# start of Exercise materials

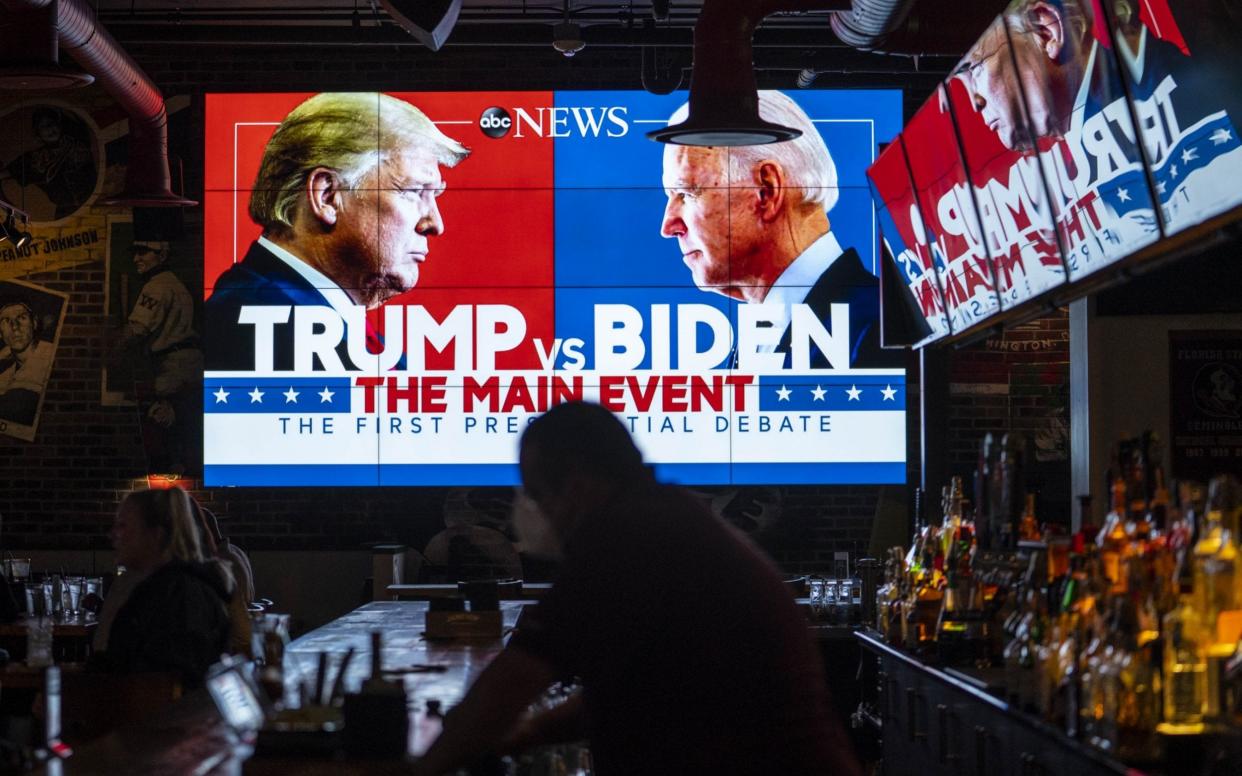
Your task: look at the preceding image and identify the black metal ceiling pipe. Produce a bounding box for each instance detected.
[832,0,914,51]
[0,0,197,207]
[647,0,854,145]
[642,19,684,94]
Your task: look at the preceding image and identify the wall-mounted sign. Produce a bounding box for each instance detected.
[1169,330,1242,482]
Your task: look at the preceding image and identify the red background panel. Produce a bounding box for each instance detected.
[204,92,553,296]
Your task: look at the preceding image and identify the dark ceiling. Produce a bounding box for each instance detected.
[87,0,997,84]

# end of Exercise materials

> **Written problem**:
Write out every line of the items above again, requests included, and shift each bounding-box coordinate in the answers by adding 120 to it. Leave the pictures out.

> **Answer to this problem**:
Your task: look at the preceding image and identify the black metal ceiling pipe. Produce a bounding box for each instance detected.
[952,120,1034,171]
[120,120,317,327]
[767,120,974,265]
[762,139,804,214]
Your task: look at the preceding image and identify the wall-mounted sign. Produce a bounding box for each instance detected.
[1289,450,1362,602]
Your task: look at the preceding image and identify the red background panel. Produce a bounding box for each instance detected.
[324,212,673,416]
Your task: look at the preceding image and identify the dark ceiling. Produce a bounding box for each instance detected.
[207,120,1117,204]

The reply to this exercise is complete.